* [Task brief]: Which lines of the listing below contain the string "gloved", with case counting? Report each such line in full.

* [Data shown]:

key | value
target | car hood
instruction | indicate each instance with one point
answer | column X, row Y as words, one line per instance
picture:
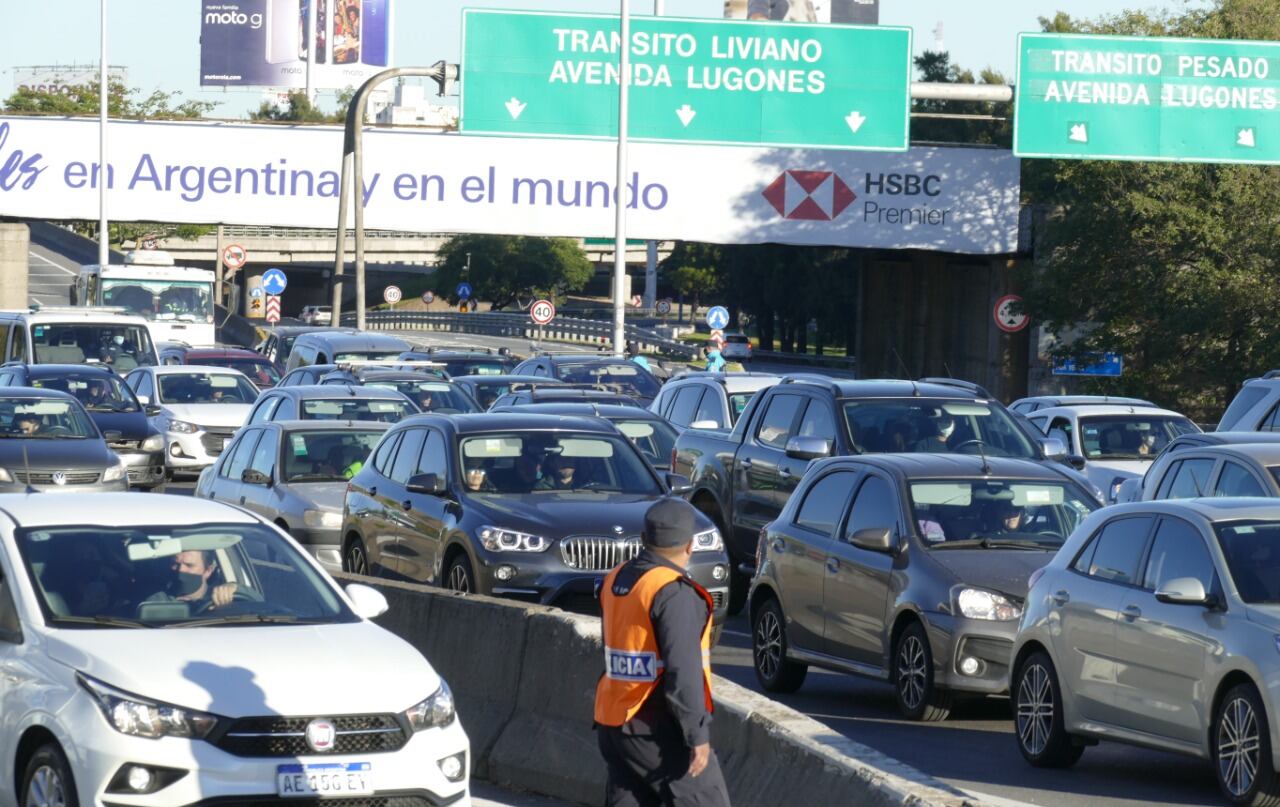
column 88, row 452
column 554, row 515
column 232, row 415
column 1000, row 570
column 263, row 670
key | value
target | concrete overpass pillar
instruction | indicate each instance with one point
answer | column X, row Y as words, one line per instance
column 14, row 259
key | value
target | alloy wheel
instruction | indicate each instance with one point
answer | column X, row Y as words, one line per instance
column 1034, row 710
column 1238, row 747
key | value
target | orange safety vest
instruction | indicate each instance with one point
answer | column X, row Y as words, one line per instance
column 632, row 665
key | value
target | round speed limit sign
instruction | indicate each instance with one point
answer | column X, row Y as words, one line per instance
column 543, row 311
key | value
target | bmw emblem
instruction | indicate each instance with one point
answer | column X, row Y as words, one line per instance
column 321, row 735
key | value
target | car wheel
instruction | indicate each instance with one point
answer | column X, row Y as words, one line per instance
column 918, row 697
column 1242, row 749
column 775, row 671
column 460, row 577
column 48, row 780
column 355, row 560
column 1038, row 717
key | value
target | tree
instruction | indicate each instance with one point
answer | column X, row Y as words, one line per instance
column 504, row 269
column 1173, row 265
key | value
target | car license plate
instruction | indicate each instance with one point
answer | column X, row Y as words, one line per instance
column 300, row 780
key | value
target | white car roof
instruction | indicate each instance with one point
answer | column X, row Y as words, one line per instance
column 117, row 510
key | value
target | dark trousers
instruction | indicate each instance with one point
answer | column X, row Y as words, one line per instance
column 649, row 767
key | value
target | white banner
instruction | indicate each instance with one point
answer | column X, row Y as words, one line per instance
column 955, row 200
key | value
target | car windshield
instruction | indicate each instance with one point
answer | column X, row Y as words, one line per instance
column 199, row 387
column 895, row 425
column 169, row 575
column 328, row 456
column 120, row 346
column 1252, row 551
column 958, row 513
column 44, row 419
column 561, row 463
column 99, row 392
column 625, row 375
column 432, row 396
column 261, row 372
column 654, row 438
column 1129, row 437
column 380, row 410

--

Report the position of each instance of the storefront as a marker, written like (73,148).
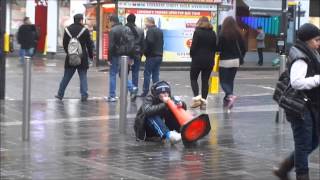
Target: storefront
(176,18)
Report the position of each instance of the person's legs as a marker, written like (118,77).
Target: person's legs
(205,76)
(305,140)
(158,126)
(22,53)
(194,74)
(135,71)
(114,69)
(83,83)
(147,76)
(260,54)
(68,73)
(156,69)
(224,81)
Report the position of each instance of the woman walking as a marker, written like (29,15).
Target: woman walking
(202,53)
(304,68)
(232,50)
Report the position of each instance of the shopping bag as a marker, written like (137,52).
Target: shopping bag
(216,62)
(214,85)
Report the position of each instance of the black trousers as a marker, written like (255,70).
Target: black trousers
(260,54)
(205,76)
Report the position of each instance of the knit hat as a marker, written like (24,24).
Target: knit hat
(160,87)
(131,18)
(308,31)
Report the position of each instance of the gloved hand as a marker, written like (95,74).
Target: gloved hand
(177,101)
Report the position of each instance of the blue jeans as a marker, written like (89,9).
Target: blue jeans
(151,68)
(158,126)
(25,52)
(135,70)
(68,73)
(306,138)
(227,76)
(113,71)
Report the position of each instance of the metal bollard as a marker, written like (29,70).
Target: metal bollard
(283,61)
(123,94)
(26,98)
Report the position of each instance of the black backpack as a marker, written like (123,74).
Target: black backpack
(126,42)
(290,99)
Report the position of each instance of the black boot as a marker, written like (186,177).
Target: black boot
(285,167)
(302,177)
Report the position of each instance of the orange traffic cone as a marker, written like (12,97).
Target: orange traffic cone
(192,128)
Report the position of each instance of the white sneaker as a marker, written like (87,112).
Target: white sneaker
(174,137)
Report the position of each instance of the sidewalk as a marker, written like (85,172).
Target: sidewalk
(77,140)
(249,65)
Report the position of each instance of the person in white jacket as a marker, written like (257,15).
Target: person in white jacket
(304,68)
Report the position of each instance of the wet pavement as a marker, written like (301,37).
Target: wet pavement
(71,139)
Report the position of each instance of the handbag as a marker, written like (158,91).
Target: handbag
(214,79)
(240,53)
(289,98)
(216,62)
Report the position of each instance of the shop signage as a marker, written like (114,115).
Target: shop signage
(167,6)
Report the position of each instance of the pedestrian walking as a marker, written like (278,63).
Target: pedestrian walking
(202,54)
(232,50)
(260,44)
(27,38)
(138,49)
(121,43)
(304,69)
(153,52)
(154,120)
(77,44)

* [Solved exercise]:
Report the position of each instance of the gloved hand as a marker, written like (95,74).
Target: gloved hand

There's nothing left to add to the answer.